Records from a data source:
"""
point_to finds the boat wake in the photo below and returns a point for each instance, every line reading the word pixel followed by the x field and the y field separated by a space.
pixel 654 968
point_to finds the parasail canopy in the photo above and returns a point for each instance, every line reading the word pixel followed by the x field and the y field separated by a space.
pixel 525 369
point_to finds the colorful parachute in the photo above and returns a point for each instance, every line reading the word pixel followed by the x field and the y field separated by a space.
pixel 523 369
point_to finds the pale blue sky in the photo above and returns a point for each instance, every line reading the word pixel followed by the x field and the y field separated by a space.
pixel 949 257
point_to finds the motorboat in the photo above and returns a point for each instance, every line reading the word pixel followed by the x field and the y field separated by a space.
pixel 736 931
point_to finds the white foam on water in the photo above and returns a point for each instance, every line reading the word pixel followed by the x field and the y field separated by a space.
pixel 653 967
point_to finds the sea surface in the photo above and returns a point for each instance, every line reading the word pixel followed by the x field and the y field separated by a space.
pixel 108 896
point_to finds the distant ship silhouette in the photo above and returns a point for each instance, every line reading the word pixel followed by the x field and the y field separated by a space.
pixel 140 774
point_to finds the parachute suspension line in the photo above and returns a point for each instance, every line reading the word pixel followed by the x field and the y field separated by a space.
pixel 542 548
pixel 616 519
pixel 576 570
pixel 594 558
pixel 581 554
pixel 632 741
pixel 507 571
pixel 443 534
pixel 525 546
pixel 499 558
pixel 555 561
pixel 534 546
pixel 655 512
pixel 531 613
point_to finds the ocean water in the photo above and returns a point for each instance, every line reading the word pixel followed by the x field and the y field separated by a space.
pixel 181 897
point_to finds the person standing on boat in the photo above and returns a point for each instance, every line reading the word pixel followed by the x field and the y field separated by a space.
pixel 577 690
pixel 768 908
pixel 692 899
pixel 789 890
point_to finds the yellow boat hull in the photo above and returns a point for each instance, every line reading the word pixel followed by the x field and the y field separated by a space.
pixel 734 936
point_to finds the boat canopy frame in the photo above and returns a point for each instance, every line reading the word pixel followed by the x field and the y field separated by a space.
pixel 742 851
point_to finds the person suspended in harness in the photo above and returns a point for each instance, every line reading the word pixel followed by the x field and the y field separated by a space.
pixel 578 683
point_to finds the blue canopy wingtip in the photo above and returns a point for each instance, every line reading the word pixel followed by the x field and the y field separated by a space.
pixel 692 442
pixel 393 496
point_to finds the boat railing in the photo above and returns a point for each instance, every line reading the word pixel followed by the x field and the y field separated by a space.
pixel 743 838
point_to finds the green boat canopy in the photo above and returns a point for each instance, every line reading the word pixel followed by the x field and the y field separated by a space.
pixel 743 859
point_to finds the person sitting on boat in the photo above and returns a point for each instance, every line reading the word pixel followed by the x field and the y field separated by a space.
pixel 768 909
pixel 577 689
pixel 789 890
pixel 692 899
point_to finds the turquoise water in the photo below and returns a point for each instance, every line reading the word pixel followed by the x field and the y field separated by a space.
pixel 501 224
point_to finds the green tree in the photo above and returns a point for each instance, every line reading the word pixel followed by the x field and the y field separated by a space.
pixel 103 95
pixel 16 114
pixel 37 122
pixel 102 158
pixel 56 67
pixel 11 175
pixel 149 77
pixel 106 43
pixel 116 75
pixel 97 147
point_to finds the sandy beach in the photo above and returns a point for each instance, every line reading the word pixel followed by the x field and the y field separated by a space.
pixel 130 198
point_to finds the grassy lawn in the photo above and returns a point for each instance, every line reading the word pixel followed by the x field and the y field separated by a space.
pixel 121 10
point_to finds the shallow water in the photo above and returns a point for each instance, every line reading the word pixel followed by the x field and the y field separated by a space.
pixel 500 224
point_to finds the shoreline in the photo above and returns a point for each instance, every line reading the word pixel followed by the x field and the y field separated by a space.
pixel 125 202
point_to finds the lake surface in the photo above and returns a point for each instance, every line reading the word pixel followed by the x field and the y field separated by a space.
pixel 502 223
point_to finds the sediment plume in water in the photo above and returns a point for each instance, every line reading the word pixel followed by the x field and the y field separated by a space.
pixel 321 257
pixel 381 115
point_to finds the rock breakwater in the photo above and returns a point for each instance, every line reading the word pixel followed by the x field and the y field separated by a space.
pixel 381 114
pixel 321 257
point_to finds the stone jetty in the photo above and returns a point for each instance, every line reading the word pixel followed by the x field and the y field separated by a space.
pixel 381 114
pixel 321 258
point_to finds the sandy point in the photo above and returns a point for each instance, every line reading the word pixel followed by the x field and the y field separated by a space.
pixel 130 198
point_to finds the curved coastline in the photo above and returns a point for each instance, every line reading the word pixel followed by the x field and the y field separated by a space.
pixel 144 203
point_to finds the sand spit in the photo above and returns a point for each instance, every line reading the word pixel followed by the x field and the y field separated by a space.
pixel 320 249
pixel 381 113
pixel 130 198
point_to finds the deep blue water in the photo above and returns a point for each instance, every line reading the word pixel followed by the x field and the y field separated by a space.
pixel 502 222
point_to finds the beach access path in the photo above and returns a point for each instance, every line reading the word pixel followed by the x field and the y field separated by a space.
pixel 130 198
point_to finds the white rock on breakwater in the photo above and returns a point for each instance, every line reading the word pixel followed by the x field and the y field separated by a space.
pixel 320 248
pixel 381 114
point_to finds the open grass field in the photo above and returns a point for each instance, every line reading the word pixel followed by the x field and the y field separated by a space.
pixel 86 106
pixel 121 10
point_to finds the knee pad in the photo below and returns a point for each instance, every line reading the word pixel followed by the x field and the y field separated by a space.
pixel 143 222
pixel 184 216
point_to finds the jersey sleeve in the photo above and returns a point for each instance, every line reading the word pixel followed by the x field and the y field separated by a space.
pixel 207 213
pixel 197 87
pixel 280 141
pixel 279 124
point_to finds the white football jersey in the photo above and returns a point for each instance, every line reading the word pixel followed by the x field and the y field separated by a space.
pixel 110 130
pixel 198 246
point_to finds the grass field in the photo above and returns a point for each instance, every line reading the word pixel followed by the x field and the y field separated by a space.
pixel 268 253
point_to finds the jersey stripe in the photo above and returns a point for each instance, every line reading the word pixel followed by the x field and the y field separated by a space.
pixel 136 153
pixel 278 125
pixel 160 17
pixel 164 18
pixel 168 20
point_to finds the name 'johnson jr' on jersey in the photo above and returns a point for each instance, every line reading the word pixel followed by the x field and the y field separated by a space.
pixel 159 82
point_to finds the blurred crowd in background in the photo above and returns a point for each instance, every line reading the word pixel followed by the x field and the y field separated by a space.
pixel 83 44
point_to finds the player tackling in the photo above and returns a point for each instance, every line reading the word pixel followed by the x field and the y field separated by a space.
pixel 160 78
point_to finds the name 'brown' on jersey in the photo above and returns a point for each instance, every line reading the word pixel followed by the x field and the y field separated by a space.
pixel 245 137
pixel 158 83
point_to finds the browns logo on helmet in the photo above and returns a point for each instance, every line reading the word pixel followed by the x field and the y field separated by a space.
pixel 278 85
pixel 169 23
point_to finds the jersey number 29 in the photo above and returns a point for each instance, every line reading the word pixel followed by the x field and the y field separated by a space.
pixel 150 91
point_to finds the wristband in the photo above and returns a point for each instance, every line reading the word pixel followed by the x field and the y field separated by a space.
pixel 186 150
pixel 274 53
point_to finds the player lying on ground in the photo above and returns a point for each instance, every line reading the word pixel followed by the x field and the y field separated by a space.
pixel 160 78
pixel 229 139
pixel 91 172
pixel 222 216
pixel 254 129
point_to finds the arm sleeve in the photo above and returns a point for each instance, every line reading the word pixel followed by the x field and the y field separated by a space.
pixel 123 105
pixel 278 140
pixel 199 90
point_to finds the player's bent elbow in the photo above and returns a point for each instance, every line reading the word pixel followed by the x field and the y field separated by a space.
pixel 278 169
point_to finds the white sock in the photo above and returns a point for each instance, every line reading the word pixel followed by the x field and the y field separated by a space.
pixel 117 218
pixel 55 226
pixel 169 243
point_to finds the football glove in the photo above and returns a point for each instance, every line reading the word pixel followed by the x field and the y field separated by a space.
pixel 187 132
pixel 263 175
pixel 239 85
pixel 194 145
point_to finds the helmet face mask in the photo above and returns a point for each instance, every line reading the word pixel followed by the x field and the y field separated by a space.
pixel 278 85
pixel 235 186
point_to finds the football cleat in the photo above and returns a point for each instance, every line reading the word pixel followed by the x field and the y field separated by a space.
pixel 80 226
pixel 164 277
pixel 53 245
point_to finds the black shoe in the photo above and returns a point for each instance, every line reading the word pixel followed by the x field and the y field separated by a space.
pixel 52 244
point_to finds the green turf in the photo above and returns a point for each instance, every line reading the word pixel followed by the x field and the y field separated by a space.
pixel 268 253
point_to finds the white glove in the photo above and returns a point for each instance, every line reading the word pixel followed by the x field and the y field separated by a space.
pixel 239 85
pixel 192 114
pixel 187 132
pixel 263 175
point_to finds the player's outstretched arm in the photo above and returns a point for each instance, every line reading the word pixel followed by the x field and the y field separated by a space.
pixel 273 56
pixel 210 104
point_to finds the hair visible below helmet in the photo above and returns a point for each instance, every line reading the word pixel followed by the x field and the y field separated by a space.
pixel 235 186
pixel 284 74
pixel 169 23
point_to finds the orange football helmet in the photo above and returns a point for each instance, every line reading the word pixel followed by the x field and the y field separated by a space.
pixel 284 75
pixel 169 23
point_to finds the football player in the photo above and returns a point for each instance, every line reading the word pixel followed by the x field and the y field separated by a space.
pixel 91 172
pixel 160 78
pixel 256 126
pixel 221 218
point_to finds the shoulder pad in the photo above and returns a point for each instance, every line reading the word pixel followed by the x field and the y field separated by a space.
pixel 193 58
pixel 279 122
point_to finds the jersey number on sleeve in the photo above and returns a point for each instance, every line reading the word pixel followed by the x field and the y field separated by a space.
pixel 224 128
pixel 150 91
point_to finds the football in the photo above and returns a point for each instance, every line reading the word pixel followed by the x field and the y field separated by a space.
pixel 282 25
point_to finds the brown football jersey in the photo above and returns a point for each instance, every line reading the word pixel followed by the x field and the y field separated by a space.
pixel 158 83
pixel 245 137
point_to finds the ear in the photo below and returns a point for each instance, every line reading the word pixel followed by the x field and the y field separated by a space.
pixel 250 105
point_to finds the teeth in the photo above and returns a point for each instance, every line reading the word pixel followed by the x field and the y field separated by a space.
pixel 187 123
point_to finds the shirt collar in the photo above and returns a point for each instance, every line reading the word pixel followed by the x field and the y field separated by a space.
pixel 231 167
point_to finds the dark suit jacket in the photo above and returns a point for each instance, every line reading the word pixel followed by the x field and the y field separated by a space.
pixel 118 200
"""
Work instructions:
Please transcribe exactly the line containing "point_to finds the shirt" and every line after it to the end of the data, and no other lines.

Result below:
point_to finds the shirt collar in the photo above and returns a point for each instance, every line reading the word pixel followed by the x field and the y field separated by a space.
pixel 231 167
point_to finds the dark suit jacket in the photo above and returns a point for each instance, every line reading the word pixel followed by the x field and the y field separated by a space.
pixel 118 200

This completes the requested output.